### Problem statement:
An exact copy of the data is required. No picture may appear in it.

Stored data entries
┌──
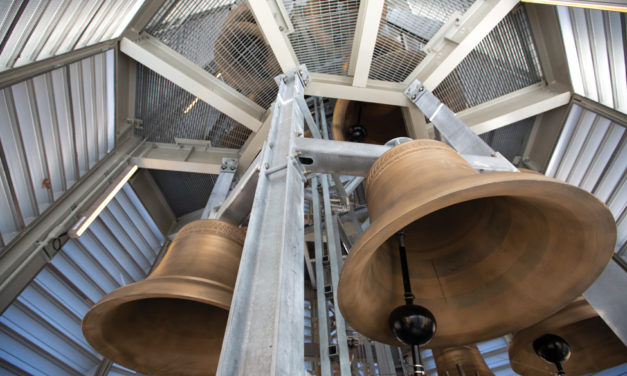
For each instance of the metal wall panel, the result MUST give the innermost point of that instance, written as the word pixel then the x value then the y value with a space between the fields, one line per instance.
pixel 40 332
pixel 38 29
pixel 592 153
pixel 594 41
pixel 55 127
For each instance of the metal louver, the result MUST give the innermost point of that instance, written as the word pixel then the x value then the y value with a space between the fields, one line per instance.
pixel 595 49
pixel 34 30
pixel 591 153
pixel 55 128
pixel 40 331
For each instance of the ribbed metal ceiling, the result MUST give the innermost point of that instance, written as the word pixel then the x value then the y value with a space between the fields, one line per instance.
pixel 40 331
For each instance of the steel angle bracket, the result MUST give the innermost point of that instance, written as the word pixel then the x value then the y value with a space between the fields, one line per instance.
pixel 472 148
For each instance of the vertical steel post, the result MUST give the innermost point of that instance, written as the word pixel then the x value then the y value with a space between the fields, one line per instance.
pixel 323 314
pixel 220 189
pixel 335 264
pixel 265 330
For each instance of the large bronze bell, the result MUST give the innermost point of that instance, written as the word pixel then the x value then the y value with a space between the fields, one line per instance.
pixel 594 346
pixel 173 322
pixel 488 254
pixel 460 361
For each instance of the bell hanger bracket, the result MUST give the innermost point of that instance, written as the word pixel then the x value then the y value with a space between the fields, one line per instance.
pixel 471 147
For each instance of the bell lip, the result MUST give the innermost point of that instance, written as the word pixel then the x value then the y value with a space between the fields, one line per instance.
pixel 202 291
pixel 460 190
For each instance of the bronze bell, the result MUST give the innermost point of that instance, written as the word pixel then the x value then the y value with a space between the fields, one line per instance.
pixel 594 345
pixel 242 56
pixel 460 361
pixel 173 322
pixel 488 254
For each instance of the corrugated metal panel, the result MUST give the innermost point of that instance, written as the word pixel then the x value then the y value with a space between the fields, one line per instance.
pixel 324 32
pixel 37 29
pixel 223 38
pixel 55 127
pixel 591 153
pixel 41 332
pixel 595 48
pixel 406 26
pixel 167 111
pixel 504 61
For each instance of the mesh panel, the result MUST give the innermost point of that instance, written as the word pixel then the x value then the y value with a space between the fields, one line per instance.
pixel 167 111
pixel 223 38
pixel 324 31
pixel 405 28
pixel 184 191
pixel 505 61
pixel 510 140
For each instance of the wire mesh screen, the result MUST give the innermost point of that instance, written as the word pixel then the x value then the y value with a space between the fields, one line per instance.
pixel 324 31
pixel 405 28
pixel 505 61
pixel 510 141
pixel 167 111
pixel 223 38
pixel 185 192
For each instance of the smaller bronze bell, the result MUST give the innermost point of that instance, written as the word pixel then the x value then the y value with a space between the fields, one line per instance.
pixel 173 322
pixel 594 346
pixel 460 361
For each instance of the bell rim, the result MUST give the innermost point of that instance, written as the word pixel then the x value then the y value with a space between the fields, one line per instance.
pixel 207 292
pixel 460 190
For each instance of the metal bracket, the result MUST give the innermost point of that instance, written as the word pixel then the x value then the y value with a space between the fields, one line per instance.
pixel 299 72
pixel 458 135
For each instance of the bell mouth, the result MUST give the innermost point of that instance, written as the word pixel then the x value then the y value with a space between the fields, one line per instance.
pixel 488 254
pixel 161 326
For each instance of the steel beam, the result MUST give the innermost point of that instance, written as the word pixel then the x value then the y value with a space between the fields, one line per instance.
pixel 143 16
pixel 323 314
pixel 364 41
pixel 253 144
pixel 236 207
pixel 266 13
pixel 454 41
pixel 15 75
pixel 30 251
pixel 331 86
pixel 186 157
pixel 341 157
pixel 192 78
pixel 510 108
pixel 265 330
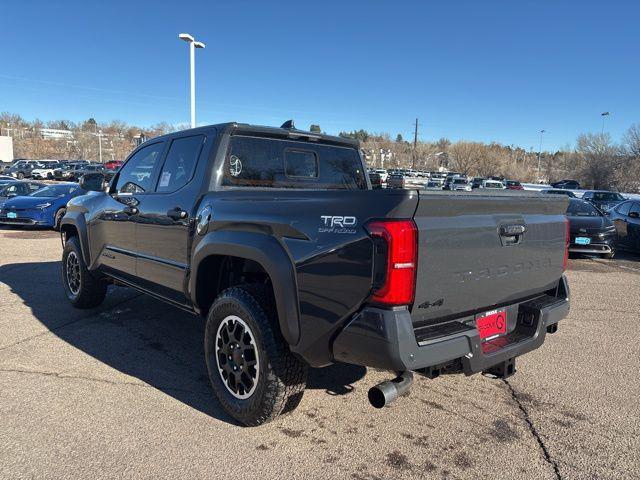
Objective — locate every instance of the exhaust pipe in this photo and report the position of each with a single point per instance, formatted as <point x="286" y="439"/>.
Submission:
<point x="386" y="392"/>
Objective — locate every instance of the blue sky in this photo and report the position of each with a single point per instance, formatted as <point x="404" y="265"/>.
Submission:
<point x="490" y="70"/>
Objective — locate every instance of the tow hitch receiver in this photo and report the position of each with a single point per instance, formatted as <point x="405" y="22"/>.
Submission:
<point x="503" y="369"/>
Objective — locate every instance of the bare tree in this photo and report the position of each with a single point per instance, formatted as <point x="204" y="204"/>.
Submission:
<point x="466" y="156"/>
<point x="599" y="158"/>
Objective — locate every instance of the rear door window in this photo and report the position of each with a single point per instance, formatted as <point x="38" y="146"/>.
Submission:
<point x="180" y="164"/>
<point x="137" y="175"/>
<point x="274" y="163"/>
<point x="623" y="208"/>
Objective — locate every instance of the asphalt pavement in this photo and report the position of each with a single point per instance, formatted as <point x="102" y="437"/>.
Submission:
<point x="121" y="391"/>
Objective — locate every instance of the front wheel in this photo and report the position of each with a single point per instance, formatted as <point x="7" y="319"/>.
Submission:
<point x="82" y="288"/>
<point x="251" y="369"/>
<point x="58" y="219"/>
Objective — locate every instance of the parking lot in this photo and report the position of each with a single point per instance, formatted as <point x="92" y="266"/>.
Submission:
<point x="122" y="391"/>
└──
### Worked solution:
For each instance of the metal wall panel, the result MUST give the innermost point of that instance, written as the word pixel then the x value then the y value with a space between the fields, one line per instance.
pixel 40 332
pixel 38 29
pixel 592 153
pixel 594 41
pixel 55 127
For each instance of the metal louver, the result MUST give the innermost point of that instance, written as the word pixel then the x value then the y value with a space between the fields, one line per instance.
pixel 595 49
pixel 34 30
pixel 591 153
pixel 55 128
pixel 40 331
For each instance of the ribbed metal ceiling, the result MUST give the innermost point of that instance, written as the word pixel then the x value then the y value with a space between the fields, one line per instance.
pixel 40 331
For each instance of the steel angle bracket, the result MUST give the innermost point of that instance, written as the word pixel then the x value then the y value with a space between the fields, one line per instance.
pixel 472 148
For each instance of the vertical steel post, the result MUST give the innermost point of that instance, written as the word pixel then the x value then the y value with a space between the fields, one line per instance.
pixel 323 314
pixel 220 189
pixel 335 264
pixel 265 330
For each instance of the large bronze bell, the result MUST give the innermost point of that instance, written as the word pixel then the x value then the y value with a space between the fields, one line per instance.
pixel 594 346
pixel 173 322
pixel 488 254
pixel 460 361
For each instance of the bell hanger bracket, the result MUST give the innermost point of that instance, written as the word pixel then the x value then the y value with a space between the fields, one line per instance.
pixel 471 147
For each instance of the bell lip, the result MUST give the innermost point of that instance, written as the word pixel then the x value then the y value with a space between the fields, one line per instance.
pixel 202 291
pixel 460 190
For each instance of the bronze bell, the result MUST give the innermost point of that instance, written as the word pixel then the x value then the y value with a space between the fields, one line per instance.
pixel 594 345
pixel 242 56
pixel 460 361
pixel 173 322
pixel 488 254
For each instance of the corrugated metal panel, the result MUST give the innermost point of that instance, written as the word pixel then the x value then the y value with a space between the fields, one line per instance.
pixel 324 32
pixel 37 29
pixel 223 38
pixel 55 127
pixel 591 153
pixel 41 332
pixel 595 48
pixel 406 26
pixel 167 111
pixel 504 61
For each instance of the mesh panel, the result MUST give the innermost point of that instance, written as the word pixel then the x value then the y value with a space between the fields, one line per instance.
pixel 167 111
pixel 223 38
pixel 324 31
pixel 405 28
pixel 184 191
pixel 505 61
pixel 510 140
For each instance of the wire mesh screen, the result MUST give the innermost point of that instance, written as the word pixel then the x value then the y value with a space between the fields, one line per instance.
pixel 324 31
pixel 405 28
pixel 505 61
pixel 510 141
pixel 167 111
pixel 223 38
pixel 185 192
For each instance of the smaller bronze bell, the result MUST give the innermost point of that instance, written as the word pixel then the x value then the y value with a space between the fields, one line per instance.
pixel 173 322
pixel 594 346
pixel 460 361
For each instance of the bell rim, the result MUST give the innermost point of that instance, written as the word pixel then the x value then the y value with a space between the fields, one line per instance.
pixel 207 292
pixel 460 190
For each instance of the metal bracket, the result MUST give the innermost point of that instance, written as the word pixel then the x value then the y value with a space between the fields, one line per instance.
pixel 299 72
pixel 458 135
For each instance of the bell mouth, the result MUST give the innermost point of that instance, written as the word pixel then the x value then the y value with a space between the fields, one line per instance.
pixel 488 254
pixel 161 326
For each instance of the steel beam, the result MUST give the innermost point of that instance, written as the word pixel then the x value then the y value with a space between the fields, one line per instance.
pixel 143 16
pixel 323 314
pixel 364 41
pixel 253 144
pixel 236 207
pixel 266 13
pixel 454 41
pixel 15 75
pixel 30 251
pixel 331 86
pixel 186 157
pixel 341 157
pixel 192 78
pixel 510 108
pixel 265 330
Objective — locate every instance of the exhaust pipe in this photo and report the position of each with a single point per instance, formatted as <point x="286" y="439"/>.
Submission:
<point x="386" y="392"/>
Objective — locate every instance of the blue sky in this photo and report the position of each with a single point per instance, formatted as <point x="404" y="265"/>.
Submission:
<point x="490" y="70"/>
Objective — locate every instance of the tow hitch receiver in this photo and report the position of each with a single point per instance, formatted as <point x="405" y="22"/>.
Submission:
<point x="503" y="369"/>
Objective — locate every instance of the bare tree in this photo and report the position of each with a single point per instance, formatted as <point x="204" y="204"/>.
Submission:
<point x="466" y="156"/>
<point x="599" y="158"/>
Objective — locate every instance of the rear door window in this photo and report the position of each with a single point per instance, formatted as <point x="38" y="146"/>.
Submission:
<point x="180" y="164"/>
<point x="137" y="175"/>
<point x="274" y="163"/>
<point x="623" y="208"/>
Objective — locate every instance of the asphalt pavement in this photo and report the position of each with a single point per instance, formatted as <point x="102" y="437"/>.
Submission:
<point x="121" y="391"/>
Objective — locate every instance of the front wheel in this photo and report the position of each with a single point per instance, formatted as <point x="7" y="319"/>.
Submission:
<point x="82" y="288"/>
<point x="251" y="369"/>
<point x="58" y="219"/>
Objective — locate every instance of the parking lot in this photo and report the position of each with a single point per instance, formatted as <point x="92" y="266"/>.
Submission:
<point x="122" y="391"/>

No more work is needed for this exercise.